* [What this exercise asks]
[1] In the fault-tolerant computing slides, rewrite the passage from "Download Report" to "Distributed Computing (PDC)", swapping "Department of Computer Science" for "School of Computing".
[2] Please continue the fault-tolerant computing slides from the point where they stop.

* [Extract]
· · · · · · ·
EduPar-2015-v2 - Home | Georgia State University

Download Report

Transcript EduPar-2015-v2 - Home | Georgia State University

Fault-Tolerant Parallel and Distributed
Computing for Software Engineering
Undergraduates
Ali Ebnenasir and Jean Mayo
{aebnenas, jmayo}@mtu.edu
Department of Computer Science
Michigan Technological University
Houghton MI 49931, USA
Problem
Teaching Parallel and Distributed Computing (PDC)
is hard
Even more challenging when teaching how PDC
should be designed in the presence of faults
Objective
Educate undergraduate students on the design,
verification, and implementation of Fault-Tolerant
Parallel and Distributed Computing (FTPDC).
Outline
• Three courses
– Two core courses (geared towards design and
verification)
• Model-Driven Software Development (CS4710)
• Software Quality Assurance (CS4712)
– One elective (focused on implementation)
• Operating Systems (CS4411)
• Contributions:
– Three course modules including lectures,
demonstrations and assignments
DESIGN AND VERIFICATION
MODULES
Courses in This Module
• Model-Driven Software Development
(CS4710)
– Lectures
– Demos
– Assignments
• Software Quality Assurance (CS4712)
– Lectures
– Demos
– Assignments
CS4710 Lectures
• Models: basic concepts of parallel and distributed
architectures (e.g., physical shared memory
multiprocessors and computer clusters)
– Inter-process communication mechanisms
– Non-determinism
– Fairness.
• Formal Representation: an automata-theoretic
formalization of the basic concepts of PDC
• Formal Modeling in Promela:
– The Process Meta Language (Promela) is the modeling
language of the SPIN model checker
– refines concepts in Promela
CS4710 Lectures - Continued
• Properties and Specifications: specify system
requirements
– in Hoare logic (e.g., pre-post conditions, loop invariants)
– In Temporal logic (e.g., temporal operators “always” and
“eventually” for safety and liveness specification)
• Concurrency in Promela: necessary skills for
modeling and analyzing concurrency in
– The shared memory model, and
– The message-passing model (synchronous and
asynchronous)
CS4710 Lectures - Continued
• Fault Modeling: introduces different types of faults
(e.g., transient, permanent)
– Model and analyze the impact of faults on system executions
– Notions of Fault, Error and Failure (FEF) and their
interdependencies.
· · · · · · ·
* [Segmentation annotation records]
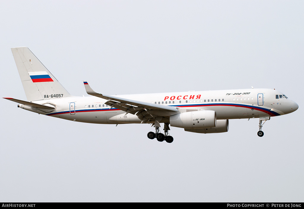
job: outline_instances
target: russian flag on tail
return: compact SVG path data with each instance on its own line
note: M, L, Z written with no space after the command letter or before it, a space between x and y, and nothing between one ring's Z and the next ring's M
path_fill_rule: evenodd
M29 72L29 74L33 83L51 82L54 81L45 71Z

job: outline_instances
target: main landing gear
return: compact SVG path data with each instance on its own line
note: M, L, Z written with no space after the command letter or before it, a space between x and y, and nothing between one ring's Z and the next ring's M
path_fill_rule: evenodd
M148 138L151 139L156 138L159 142L165 141L168 143L172 143L173 142L173 137L169 135L168 131L170 130L169 125L169 123L165 123L164 127L164 134L160 132L159 127L155 127L155 133L150 132L148 133Z

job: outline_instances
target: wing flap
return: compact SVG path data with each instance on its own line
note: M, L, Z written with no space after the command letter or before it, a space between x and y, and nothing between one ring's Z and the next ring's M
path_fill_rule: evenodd
M119 97L117 97L112 96L106 95L105 94L102 94L99 93L97 93L94 91L93 89L89 85L88 82L85 81L83 81L84 84L85 84L85 90L87 93L90 95L92 95L97 97L104 99L105 99L109 100L107 102L112 103L112 104L113 104L113 102L115 102L118 103L124 103L125 104L129 105L128 106L124 106L123 105L121 105L120 106L123 108L130 108L130 106L136 106L136 107L141 107L142 109L148 109L150 110L165 110L167 111L172 111L174 112L178 112L177 109L174 107L171 106L167 106L164 105L161 105L161 104L153 104L147 102L145 102L136 100L133 100L128 99L125 99ZM114 101L113 101L114 100ZM119 105L117 104L117 105ZM112 105L111 105L112 106ZM121 109L119 108L117 108L119 109ZM124 109L125 109L124 108ZM123 111L124 111L124 110Z

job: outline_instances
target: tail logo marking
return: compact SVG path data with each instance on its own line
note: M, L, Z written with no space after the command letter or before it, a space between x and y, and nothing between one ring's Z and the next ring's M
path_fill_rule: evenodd
M29 74L33 83L51 82L54 81L45 71L29 72Z

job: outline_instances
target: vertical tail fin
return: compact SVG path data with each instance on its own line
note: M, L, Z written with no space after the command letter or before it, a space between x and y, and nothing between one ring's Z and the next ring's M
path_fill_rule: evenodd
M11 50L28 101L71 96L28 48Z

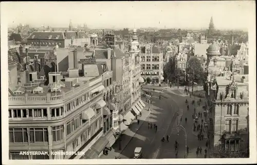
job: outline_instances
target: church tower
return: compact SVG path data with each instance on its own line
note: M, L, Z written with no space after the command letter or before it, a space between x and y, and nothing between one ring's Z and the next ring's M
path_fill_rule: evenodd
M73 26L72 23L71 23L71 20L69 20L69 31L73 31Z
M212 34L214 33L214 24L213 23L213 19L212 16L211 17L211 21L209 24L209 34Z

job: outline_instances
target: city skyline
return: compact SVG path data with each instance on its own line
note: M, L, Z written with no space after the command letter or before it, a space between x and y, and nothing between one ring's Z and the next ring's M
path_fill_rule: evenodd
M51 5L49 2L2 3L4 7L2 10L8 10L5 12L8 15L9 27L20 23L32 27L68 27L71 20L74 26L85 23L89 28L155 27L205 29L208 29L213 16L216 29L244 30L251 24L250 19L246 18L252 16L254 11L251 1L201 2L200 5L198 2L188 1L50 3ZM53 12L45 12L46 9ZM91 16L92 14L95 16Z

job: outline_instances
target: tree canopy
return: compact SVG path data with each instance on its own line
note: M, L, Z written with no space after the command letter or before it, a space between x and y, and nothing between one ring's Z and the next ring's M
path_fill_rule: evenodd
M187 67L187 74L189 81L202 83L206 79L200 61L196 57L192 57L189 60Z

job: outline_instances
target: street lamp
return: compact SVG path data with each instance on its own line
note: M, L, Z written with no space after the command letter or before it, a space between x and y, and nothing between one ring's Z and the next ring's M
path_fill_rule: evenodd
M186 131L186 129L183 126L182 126L180 124L178 124L177 125L177 127L176 127L176 129L177 130L177 135L178 136L178 127L180 127L182 130L183 130L185 132L185 137L186 138L185 138L185 141L186 141L186 158L187 158L187 132Z

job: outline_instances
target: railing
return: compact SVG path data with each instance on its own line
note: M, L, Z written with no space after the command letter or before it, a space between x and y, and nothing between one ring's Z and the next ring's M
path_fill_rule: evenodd
M51 96L50 93L47 93L46 96L28 96L27 94L25 93L25 96L9 97L9 103L11 105L19 104L48 103L54 103L54 102L62 102L63 101L64 99L68 99L81 93L81 92L87 89L90 86L92 86L101 81L101 76L94 78L89 80L88 82L86 83L80 87L70 90L65 93L63 95Z

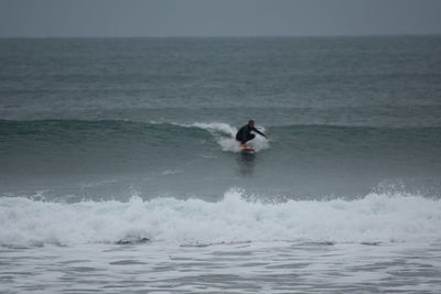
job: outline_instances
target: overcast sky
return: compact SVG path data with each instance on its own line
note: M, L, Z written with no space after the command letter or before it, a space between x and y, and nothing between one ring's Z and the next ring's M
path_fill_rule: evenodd
M441 0L0 0L0 36L441 34Z

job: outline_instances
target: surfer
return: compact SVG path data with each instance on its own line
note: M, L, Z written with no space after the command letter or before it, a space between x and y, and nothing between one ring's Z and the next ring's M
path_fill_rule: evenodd
M248 123L244 127L241 127L239 129L239 131L236 133L236 140L238 142L240 142L240 148L245 149L245 150L252 150L251 148L249 148L247 145L247 142L255 139L256 135L252 132L256 132L262 137L265 137L268 140L268 135L266 135L265 133L260 132L259 130L257 130L255 128L255 121L254 120L249 120Z

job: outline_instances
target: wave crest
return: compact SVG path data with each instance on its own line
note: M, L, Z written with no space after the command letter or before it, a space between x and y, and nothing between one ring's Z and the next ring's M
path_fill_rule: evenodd
M246 200L247 198L248 200ZM439 241L441 202L370 194L363 199L268 204L240 189L223 200L155 198L60 204L0 198L0 244L248 241Z

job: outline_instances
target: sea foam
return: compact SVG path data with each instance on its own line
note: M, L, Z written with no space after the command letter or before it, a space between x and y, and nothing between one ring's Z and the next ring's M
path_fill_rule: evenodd
M441 202L370 194L357 200L246 200L230 189L217 203L155 198L62 204L0 198L0 244L35 247L166 242L440 241Z
M209 131L217 138L217 143L220 145L223 151L226 152L240 152L241 149L236 141L235 137L237 133L237 128L229 126L228 123L223 122L212 122L212 123L202 123L195 122L190 124L190 127L200 128ZM261 131L265 131L263 127L259 127ZM268 140L263 139L261 135L256 135L254 140L249 142L249 145L256 151L259 152L261 150L268 149L269 143Z

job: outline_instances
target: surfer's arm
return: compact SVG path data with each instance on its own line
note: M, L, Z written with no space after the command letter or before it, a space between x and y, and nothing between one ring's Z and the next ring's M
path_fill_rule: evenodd
M259 131L258 129L252 128L252 131L254 131L254 132L257 132L258 134L260 134L260 135L265 137L266 139L268 139L268 135L266 135L265 133L262 133L262 132Z

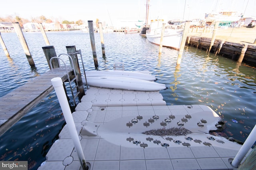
· · · · · · ·
* [Expected responses]
[1]
Download Report

Transcript EduPar-2015-v2 - Home | Georgia State University

Fault-Tolerant Parallel and Distributed
Computing for Software Engineering
Undergraduates
Ali Ebnenasir and Jean Mayo
{aebnenas, jmayo}@mtu.edu
School of Computing
Michigan Technological University
Houghton MI 49931, USA
Problem
Teaching Parallel and Distributed Computing (PDC)

[2]
• Levels of Fault tolerance: define three levels
depending on the extent to which safety and liveness
are met
– Failsafe: always satisfy safety, even when faults occur
– Nonmasking: guarantee recovery; safety is not a priority
– Masking: both failsafe and nonmasking
CS4712 Lectures
• Self-Stabilization: basics of designing and verifying
self-stabilization
• Design and Verification of Self-Stabilization: history
of existing methods for design and verification of
self-stabilizing system
• Algorithmic Design of Self-Stabilization: a
preliminary background on automated design of
stabilization using examples and tools developed by
the Software Design Group (http://asd.cs.mtu.edu)
at Michigan Tech
Assignments
• CS4710
– Non-determinism: how non-determinism could result in
different paths of execution
– Fairness: how fairness can simplify design
– Safety and liveness: how to specify safety/liveness
requirements in LTL and how to verify them in SPIN
– Fault modeling: How to model faults in Promela
– Levels of fault tolerance: How to verify fault tolerance
• CS4712
– How to test that a program is correct from any initial state?
• A self-stabilizing game
• Maximal matching network protocol that provides a matching from any
arbitrary configuration
Demonstrations
• Used the model checker SPIN to give demos
on the basic concepts
– Non-determinism
– Fairness
– Inter-process communication in shared memory
and message-passing models
– Impact of faults
– Fault tolerance
IMPLEMENTATION MODULE
Operating Systems Lectures
• Introduction to Distributed Systems
– Models, faults, consistent global states
– Consensus in a synchronous system with fail-stop failures
• Common Approaches
– Isolation: approaches, VM example
– Restart: checkpointing, rollback in distributed systems
– Replication: approaches, Triple Modular Redundancy,
stateless service and idempotent operations
• Reliability Block Diagrams
– Constant component reliability
OS Assignments
• Checkpoint
– Students already complete Nachos projects
– Added implementation of checkpoint system call and test
• Reliability Block Diagrams
– Traditional problems; developed RBDTool for demonstration
and exploration
– Source (and binaries for Windows, MacOS, Linux) at:
http://www.cs.mtu.edu/~pjbonamy/rbdtool.html
• Shared Memory Server
– Support operations against a shared memory
– Server must survive one crash failure
OS Experience
• Nachos checkpoint assignment very effective
– Understanding return into ckpt required “breakthrough”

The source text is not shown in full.